SET EXERCISE:
Copy the lines from the start of the records through the line that holds "[842,368,1032,699]", keeping both ends and leaving the pictures out.
** begin RECORDS **
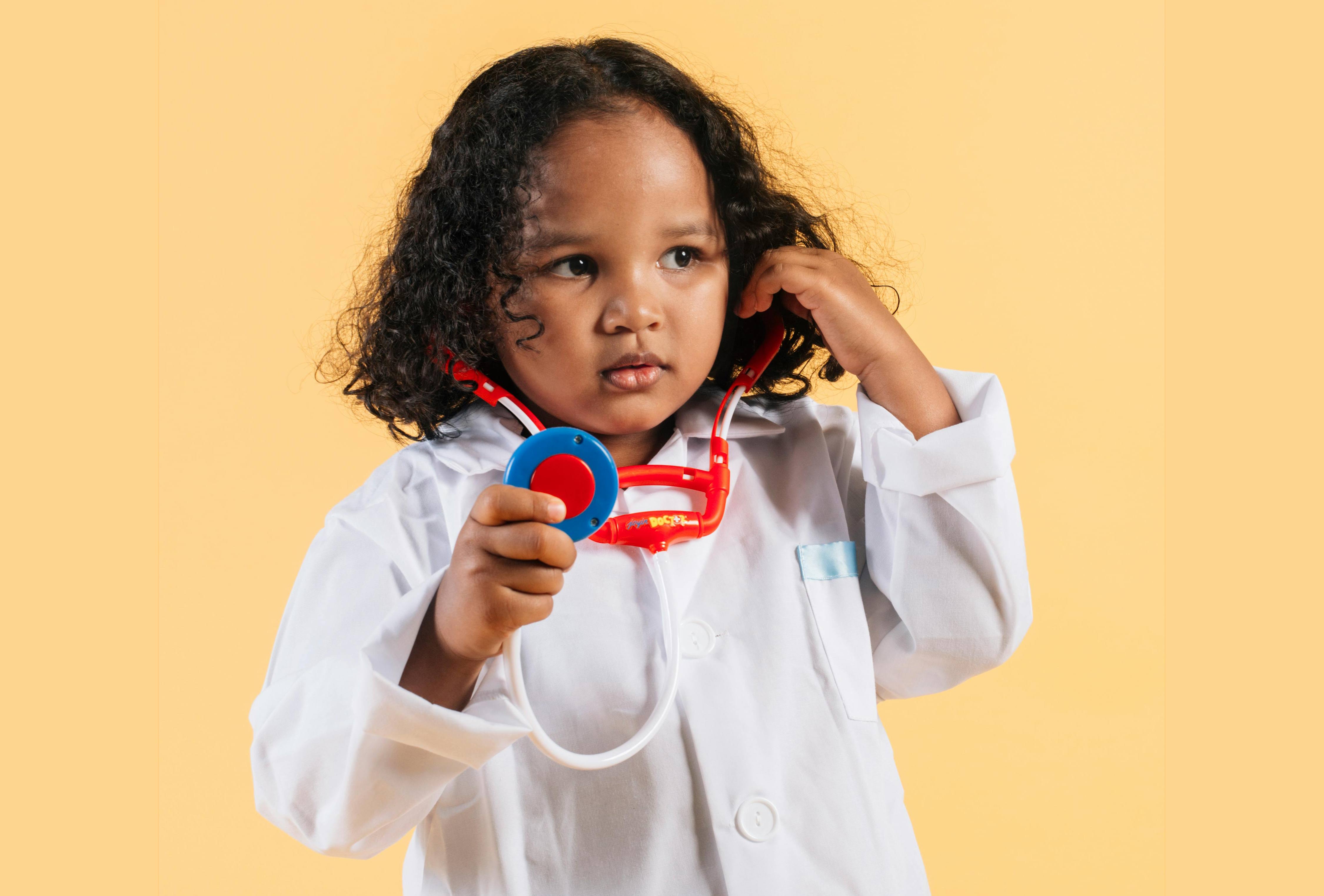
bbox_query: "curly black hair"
[318,37,900,441]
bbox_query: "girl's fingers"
[486,588,552,631]
[469,486,565,525]
[483,523,575,569]
[736,261,820,318]
[493,557,565,595]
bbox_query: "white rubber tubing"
[502,548,681,772]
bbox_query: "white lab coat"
[249,369,1030,896]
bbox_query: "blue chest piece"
[503,426,620,541]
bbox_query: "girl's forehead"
[528,106,715,238]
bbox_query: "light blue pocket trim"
[796,541,859,582]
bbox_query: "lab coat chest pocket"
[796,541,878,723]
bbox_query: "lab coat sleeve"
[249,492,527,857]
[842,368,1032,699]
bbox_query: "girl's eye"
[658,246,699,270]
[547,256,597,277]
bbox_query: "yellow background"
[0,0,1324,893]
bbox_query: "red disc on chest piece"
[528,454,593,519]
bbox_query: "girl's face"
[498,105,727,437]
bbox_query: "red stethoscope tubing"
[438,311,785,770]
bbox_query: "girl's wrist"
[400,601,486,712]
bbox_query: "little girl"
[250,40,1030,896]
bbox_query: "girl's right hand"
[400,486,576,709]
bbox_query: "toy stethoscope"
[438,311,784,770]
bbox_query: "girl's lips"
[603,364,662,392]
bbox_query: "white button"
[681,619,718,659]
[736,797,777,843]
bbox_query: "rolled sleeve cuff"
[354,569,528,767]
[857,368,1016,495]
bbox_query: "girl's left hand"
[735,246,960,438]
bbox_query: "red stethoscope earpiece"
[437,311,785,553]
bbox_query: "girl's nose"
[603,271,662,333]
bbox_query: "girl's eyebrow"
[524,221,718,251]
[524,230,589,251]
[662,221,718,240]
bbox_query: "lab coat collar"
[432,393,785,475]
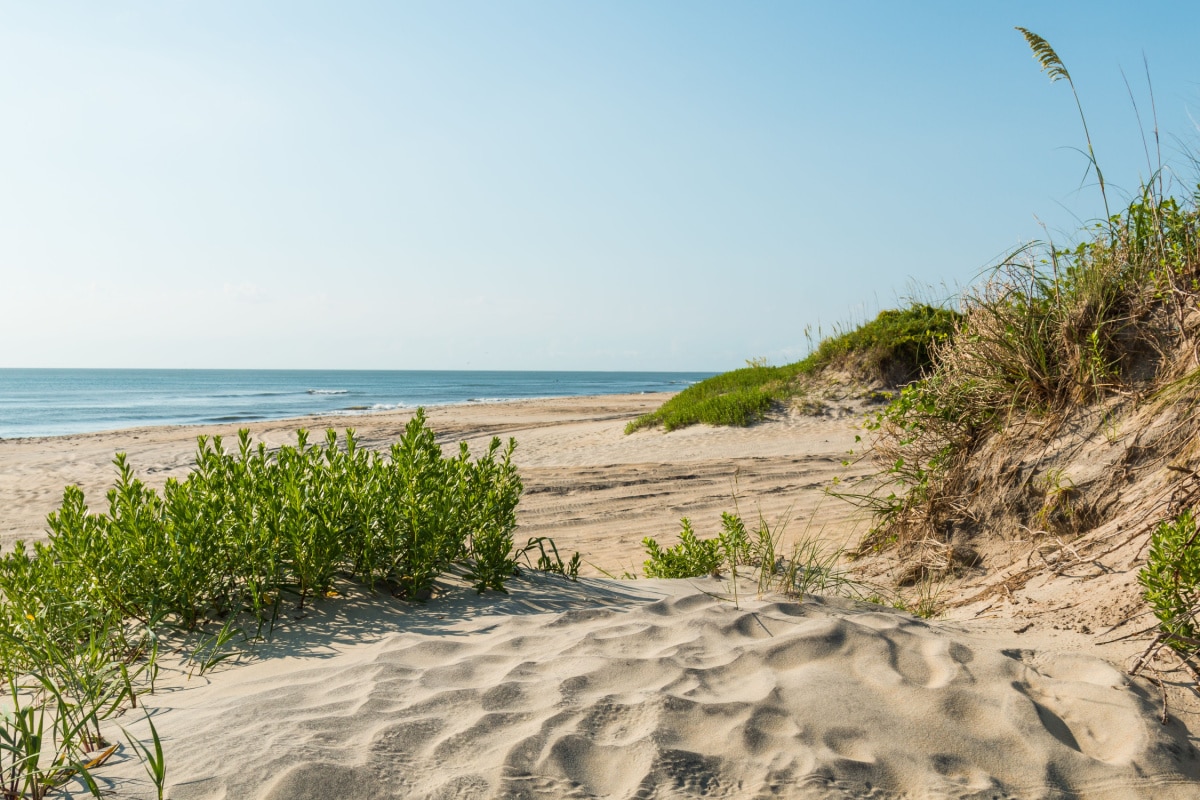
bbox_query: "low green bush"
[1138,511,1200,652]
[0,409,580,800]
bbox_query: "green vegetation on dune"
[625,303,959,433]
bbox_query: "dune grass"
[625,303,958,433]
[866,30,1200,561]
[0,410,578,800]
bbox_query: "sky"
[0,0,1200,371]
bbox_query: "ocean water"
[0,369,713,438]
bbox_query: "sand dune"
[11,396,1200,800]
[106,578,1200,800]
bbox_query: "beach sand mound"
[101,577,1200,800]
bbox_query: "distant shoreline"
[0,369,709,439]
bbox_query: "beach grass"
[625,303,958,433]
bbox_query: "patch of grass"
[859,29,1200,556]
[625,303,959,433]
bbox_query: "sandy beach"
[0,395,1200,800]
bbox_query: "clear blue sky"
[0,0,1200,369]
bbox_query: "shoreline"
[0,392,857,566]
[0,391,678,443]
[0,393,1200,800]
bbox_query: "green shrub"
[642,513,750,578]
[1138,511,1200,651]
[0,409,580,800]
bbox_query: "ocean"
[0,369,714,439]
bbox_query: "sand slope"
[93,577,1200,800]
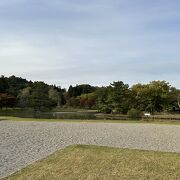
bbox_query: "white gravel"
[0,121,180,178]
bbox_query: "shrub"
[128,108,142,119]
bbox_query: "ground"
[0,121,180,177]
[6,145,180,180]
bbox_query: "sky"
[0,0,180,88]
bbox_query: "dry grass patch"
[3,145,180,180]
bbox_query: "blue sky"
[0,0,180,88]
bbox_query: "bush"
[127,108,142,119]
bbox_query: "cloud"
[0,0,180,87]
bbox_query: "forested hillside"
[0,76,180,114]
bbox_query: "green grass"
[5,145,180,180]
[0,116,180,125]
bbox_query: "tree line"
[0,76,180,114]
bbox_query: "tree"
[109,81,130,113]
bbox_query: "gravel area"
[0,121,180,178]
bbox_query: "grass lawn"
[0,116,180,125]
[3,145,180,180]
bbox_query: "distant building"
[144,113,151,117]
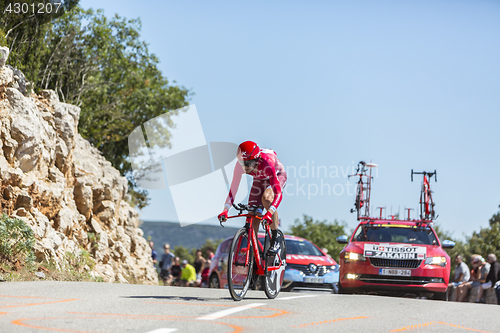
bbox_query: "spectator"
[207,247,215,260]
[160,243,175,286]
[448,254,470,301]
[478,253,500,305]
[149,241,158,267]
[194,249,206,284]
[321,247,332,258]
[181,259,197,287]
[170,257,182,286]
[201,259,212,287]
[458,255,490,302]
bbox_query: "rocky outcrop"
[0,50,158,284]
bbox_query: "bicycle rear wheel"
[227,228,253,301]
[264,230,286,299]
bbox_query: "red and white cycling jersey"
[226,148,286,209]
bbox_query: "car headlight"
[425,257,446,267]
[344,252,366,263]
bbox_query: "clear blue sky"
[81,0,500,238]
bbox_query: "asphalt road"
[0,282,500,333]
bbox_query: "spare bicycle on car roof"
[348,161,438,221]
[348,161,377,220]
[411,169,437,221]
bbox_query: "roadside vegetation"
[0,0,191,208]
[0,214,103,282]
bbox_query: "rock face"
[0,50,158,284]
** end RECORDS **
SOLUTION:
bbox_query: "curly black hair"
[318,37,900,441]
bbox_query: "girl's fingers"
[486,588,552,631]
[469,486,565,525]
[483,523,575,569]
[736,261,820,318]
[493,557,565,595]
bbox_query: "white rubber tubing"
[502,548,681,772]
bbox_query: "white lab coat"
[249,369,1030,896]
bbox_query: "blue chest piece"
[503,426,620,541]
bbox_query: "girl's forehead"
[528,106,715,238]
bbox_query: "light blue pocket trim"
[796,541,859,582]
bbox_query: "lab coat chest pocket"
[796,541,878,723]
bbox_query: "lab coat sleeve"
[249,492,527,857]
[842,368,1032,699]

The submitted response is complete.